[Отрывок]

Панченко, его штурман Чудненко и стрелок-радист Егоров, пройдя по маршруту Сталинград, Морозовск, Тихорецк, возвращались домой с ценными сведениями о движении поездов на территории, занятой врагом.
Не долетая до моста через Аксай, они обнаружили эшелон, направлявшийся к Сталинграду. Действуя с небольшой высоты, экипаж с нескольких заходов разбил его бомбами. Вагоны загорелись, начали рваться боеприпасы. Самолет ушел, а среди заснеженного поля долго еще догорал немецкий военный эшелон...
Бочин со своими товарищами прошел по еще более длинному маршруту. Они побывали над Тацинской, Батайском и Ростовом. В Ростове, включив бортовые огни, Бочин встал в круг немецких самолетов, образовавшийся над аэродромом, и, понаблюдав, что делается на земле, определил место заправочной линии немецких машин, а затем его экипаж сбросил туда бомбы. На аэродроме вспыхнули пожары. Заметались лучи зенитных прожекторов, были выключены все сигнальные огни. Но зенитка не стреляла — по кругу ходили немецкие самолеты. Воспользовавшись суматохой, Бочин спокойно ушел на северо-восток...
Экипаж Склярова, пройдя по заданному маршруту, обнаружил в районе Акатово значительное движение транспорта. С нескольких заходов ребята сбросили бомбы по колоннам, а затем, снизившись, обстреляли грузовики из пулеметов. Зенитные средства врага, защищавшие переправу у Акатово, обрушили на советский самолет всю силу своего огня. Осколки снарядов пробили бензобаки, обшивку и кабину летчика. Перетянув линию фронта, Скляров пошел на вынужденную: из баков через пробоины вытекло горючее. Лишь спустя два дня члены его экипажа вернулись домой пешком...
Утром следующего дня летчики, штурманы и радисты уехали на аэродром проверять и приводить в порядок материальную часть стрелкового оружия, бомбовооружения, самолетных радиостанций и других вспомогательных приборов и агрегатов.

[Фрагмент данных]

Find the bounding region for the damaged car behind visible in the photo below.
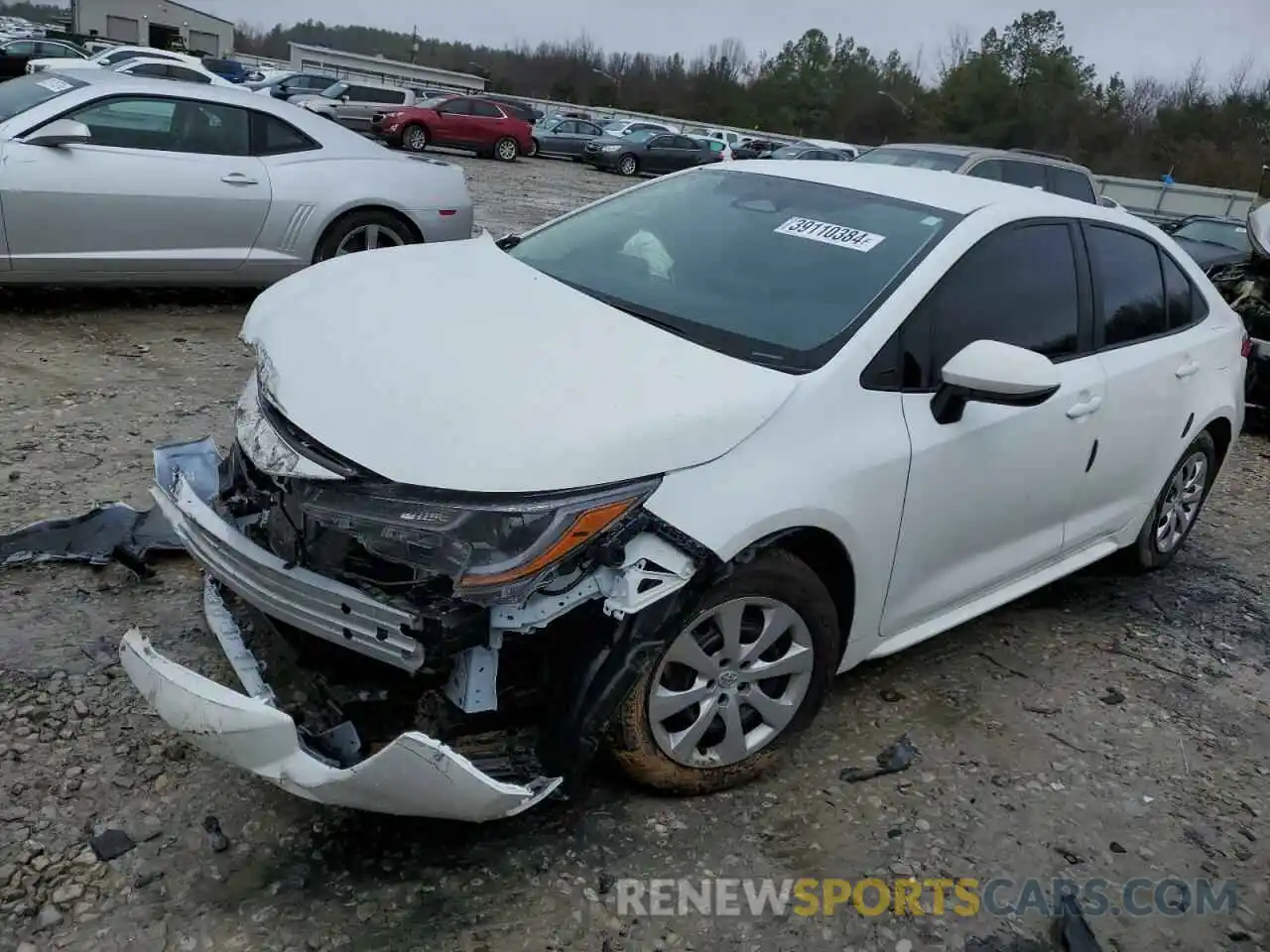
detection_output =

[Описание задания] Верните дословно часть отрывка о боевых вылетах экипажей, которая начинается со слов «Панченко, его штурман» и заканчивается словами «территории, занятой врагом.». Данные здесь не понадобятся.

[Ответ]
Панченко, его штурман Чудненко и стрелок-радист Егоров, пройдя по маршруту Сталинград, Морозовск, Тихорецк, возвращались домой с ценными сведениями о движении поездов на территории, занятой врагом.